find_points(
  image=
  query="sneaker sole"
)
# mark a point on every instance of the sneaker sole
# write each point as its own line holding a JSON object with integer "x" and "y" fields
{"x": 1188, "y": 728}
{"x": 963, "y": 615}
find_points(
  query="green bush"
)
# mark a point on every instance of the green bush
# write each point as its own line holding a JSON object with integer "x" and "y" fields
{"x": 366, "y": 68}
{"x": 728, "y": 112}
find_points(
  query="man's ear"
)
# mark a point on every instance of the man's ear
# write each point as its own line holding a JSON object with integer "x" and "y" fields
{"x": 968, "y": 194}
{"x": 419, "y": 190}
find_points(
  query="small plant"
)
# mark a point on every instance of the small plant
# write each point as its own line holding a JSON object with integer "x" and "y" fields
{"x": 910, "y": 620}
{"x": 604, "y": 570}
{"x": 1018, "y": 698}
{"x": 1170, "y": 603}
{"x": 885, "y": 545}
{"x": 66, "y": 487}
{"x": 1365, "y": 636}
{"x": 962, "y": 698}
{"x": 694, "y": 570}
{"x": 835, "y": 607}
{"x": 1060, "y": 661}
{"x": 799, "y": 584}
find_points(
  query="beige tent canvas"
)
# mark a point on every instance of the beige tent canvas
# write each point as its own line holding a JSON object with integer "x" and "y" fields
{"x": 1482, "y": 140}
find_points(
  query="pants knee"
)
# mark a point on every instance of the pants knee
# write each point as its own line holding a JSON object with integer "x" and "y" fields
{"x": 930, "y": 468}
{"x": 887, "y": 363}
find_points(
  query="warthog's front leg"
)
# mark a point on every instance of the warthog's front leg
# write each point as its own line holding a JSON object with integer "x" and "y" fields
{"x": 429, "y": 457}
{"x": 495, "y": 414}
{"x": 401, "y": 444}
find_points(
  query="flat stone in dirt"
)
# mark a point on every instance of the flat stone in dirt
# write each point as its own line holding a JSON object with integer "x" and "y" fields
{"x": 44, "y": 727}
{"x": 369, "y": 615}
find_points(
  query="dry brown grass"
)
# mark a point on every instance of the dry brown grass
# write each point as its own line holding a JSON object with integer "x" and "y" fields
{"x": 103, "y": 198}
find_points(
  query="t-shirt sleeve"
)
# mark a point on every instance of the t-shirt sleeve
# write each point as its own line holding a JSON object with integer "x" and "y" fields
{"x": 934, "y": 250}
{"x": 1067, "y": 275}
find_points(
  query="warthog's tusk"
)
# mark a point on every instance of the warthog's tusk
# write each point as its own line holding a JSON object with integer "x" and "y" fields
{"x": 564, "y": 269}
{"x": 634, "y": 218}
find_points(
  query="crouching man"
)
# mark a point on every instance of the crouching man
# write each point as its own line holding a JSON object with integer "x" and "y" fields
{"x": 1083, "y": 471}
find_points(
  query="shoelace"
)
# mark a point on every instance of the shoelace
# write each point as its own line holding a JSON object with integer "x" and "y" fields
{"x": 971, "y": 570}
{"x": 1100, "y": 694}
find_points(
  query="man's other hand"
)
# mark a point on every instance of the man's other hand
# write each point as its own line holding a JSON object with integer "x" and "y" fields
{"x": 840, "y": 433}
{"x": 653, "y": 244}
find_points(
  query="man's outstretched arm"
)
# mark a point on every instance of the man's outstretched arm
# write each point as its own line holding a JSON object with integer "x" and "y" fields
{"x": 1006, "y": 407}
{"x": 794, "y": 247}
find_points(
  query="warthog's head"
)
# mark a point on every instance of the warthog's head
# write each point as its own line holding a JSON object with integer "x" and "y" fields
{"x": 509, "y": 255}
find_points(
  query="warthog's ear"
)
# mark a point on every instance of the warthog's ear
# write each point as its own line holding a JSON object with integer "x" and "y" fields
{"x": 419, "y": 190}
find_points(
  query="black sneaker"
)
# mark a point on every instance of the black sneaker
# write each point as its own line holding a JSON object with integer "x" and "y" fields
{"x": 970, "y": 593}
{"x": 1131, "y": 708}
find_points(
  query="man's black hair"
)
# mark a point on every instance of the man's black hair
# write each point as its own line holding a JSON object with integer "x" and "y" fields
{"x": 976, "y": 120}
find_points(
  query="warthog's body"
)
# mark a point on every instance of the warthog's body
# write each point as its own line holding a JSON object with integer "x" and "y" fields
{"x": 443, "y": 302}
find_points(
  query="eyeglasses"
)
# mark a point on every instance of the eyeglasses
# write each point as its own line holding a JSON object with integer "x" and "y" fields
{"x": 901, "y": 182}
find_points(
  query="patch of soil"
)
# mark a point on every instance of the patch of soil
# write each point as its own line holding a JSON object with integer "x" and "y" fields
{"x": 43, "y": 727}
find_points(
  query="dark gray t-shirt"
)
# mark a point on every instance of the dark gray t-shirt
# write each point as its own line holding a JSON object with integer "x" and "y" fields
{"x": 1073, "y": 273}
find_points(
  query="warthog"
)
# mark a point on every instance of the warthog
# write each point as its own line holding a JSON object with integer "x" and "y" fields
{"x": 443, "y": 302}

> WHAT YOU NEED TO DO
Quote the entire listing above exactly.

> TASK RESULT
find_points(
  image=
  query="sneaker sole"
)
# mark a point on every instance of the sneaker sole
# write each point as its own line holding a JSON object with integer "x" and "y" fields
{"x": 1188, "y": 728}
{"x": 963, "y": 615}
find_points(
  query="green bush"
)
# mark a point on every instance of the green bush
# write each point as its own line holding a JSON object with integer "x" and "y" fields
{"x": 366, "y": 68}
{"x": 728, "y": 112}
find_points(
  query="man's ear"
)
# mark a point on every instance of the man's ear
# write each point as its own line holding a JSON object with integer "x" and "y" fields
{"x": 968, "y": 194}
{"x": 419, "y": 190}
find_points(
  query="small plant"
)
# mark a point on every instance of the small plant
# write each point as its own line holding a JSON object with integer "x" and "y" fields
{"x": 910, "y": 620}
{"x": 604, "y": 570}
{"x": 1018, "y": 698}
{"x": 1170, "y": 603}
{"x": 885, "y": 545}
{"x": 66, "y": 487}
{"x": 1365, "y": 636}
{"x": 962, "y": 698}
{"x": 694, "y": 570}
{"x": 835, "y": 607}
{"x": 1060, "y": 661}
{"x": 799, "y": 584}
find_points(
  query="beige tent canvas"
)
# mark a point on every instance of the beige tent canvas
# write each point as its own line holding a JSON object with integer "x" and "y" fields
{"x": 1482, "y": 140}
find_points(
  query="pants knee"
)
# mark a point on every instance of the pants knee
# write each point as its own line holding a JSON object with integer "x" and "y" fields
{"x": 930, "y": 468}
{"x": 887, "y": 363}
find_points(
  query="warthog's front leg"
)
# mark a point on every instance of the warthog's front leg
# write each point as its own line holding a JSON object with integer "x" and "y" fields
{"x": 429, "y": 457}
{"x": 495, "y": 414}
{"x": 401, "y": 444}
find_points(
  query="flat stone in dirt"
)
# mark a point on every instance of the flat stone in dirt
# write each point as its own line holding a JSON object with integer "x" and "y" fields
{"x": 44, "y": 727}
{"x": 369, "y": 615}
find_points(
  query="dry brown grass"
)
# mark a point on every instance of the dry brown grass
# write each point as its own line holding a JSON object with integer "x" and "y" fields
{"x": 103, "y": 198}
find_points(
  query="t-shirt sleeve"
)
# mark a point on every instance of the t-shirt sleeve
# write each point as its own line holding a JSON object with integer "x" and "y" fields
{"x": 934, "y": 250}
{"x": 1067, "y": 275}
find_points(
  query="warthog's tusk"
)
# mark a point on every instance of the warthog's tusk
# write each point as its own line holding a JSON object with integer "x" and "y" fields
{"x": 564, "y": 269}
{"x": 634, "y": 218}
find_points(
  query="crouching man"
)
# mark a point on every instance of the crouching man
# write each point as its own line holding a JSON object with integer "x" and "y" fields
{"x": 1083, "y": 471}
find_points(
  query="shoelace"
)
# mark a point on every instance of the shoelace
# write each point as its own line holding a JSON object with integer "x" and "y" fields
{"x": 971, "y": 570}
{"x": 1100, "y": 694}
find_points(
  query="man's other hand"
)
# mark a point on every instance of the man's other hand
# write each point as its own line holding a JSON object with integer "x" and "y" fields
{"x": 840, "y": 433}
{"x": 653, "y": 244}
find_points(
  query="man's outstretched arm"
)
# mark a point on every instance of the man's outstretched arm
# write each point as its own line holding a JSON object with integer "x" and "y" fields
{"x": 1006, "y": 407}
{"x": 794, "y": 247}
find_points(
  query="warthog's head"
)
# mark a point on every instance of the warthog's head
# write each point as its own line holding a JSON object with integer "x" and "y" fields
{"x": 509, "y": 255}
find_points(
  query="warthog's ear"
)
# mark a point on every instance of the warthog's ear
# write each point as its own line holding a JSON object with integer "x" and "y" fields
{"x": 419, "y": 190}
find_points(
  query="black sneaker"
)
# mark a point on every instance of the black sneaker
# write each point as its own line holding a JSON object with integer "x" and "y" fields
{"x": 970, "y": 593}
{"x": 1131, "y": 708}
find_points(
  query="man's black hair"
)
# mark a point on every instance of the man's black hair
# write each point as its own line holding a JSON object with integer "x" and "y" fields
{"x": 976, "y": 120}
find_points(
  query="warthog's body"
)
# mark a point on every instance of the warthog's body
# write each point as its own line holding a JSON object with integer "x" and "y" fields
{"x": 443, "y": 302}
find_points(
  query="eyeglasses"
)
# mark a point on every instance of the eyeglasses
# write each point as its own line holding a JSON object with integer "x" and "y" fields
{"x": 901, "y": 182}
find_points(
  query="patch of soil"
)
# mark a point on every instance of the patch of soil
# write each point as its own line holding a JSON object with integer "x" and "y" fields
{"x": 43, "y": 727}
find_points(
  query="dark gray t-shirt"
)
# mark a point on every instance of the dark gray t-shirt
# write each point as its own line holding a JSON object with integer "x" and "y" fields
{"x": 1073, "y": 273}
find_points(
  query="warthog"
)
# mark a point on every instance of the warthog
# write each point as its own line holding a JSON object with integer "x" and "y" fields
{"x": 443, "y": 302}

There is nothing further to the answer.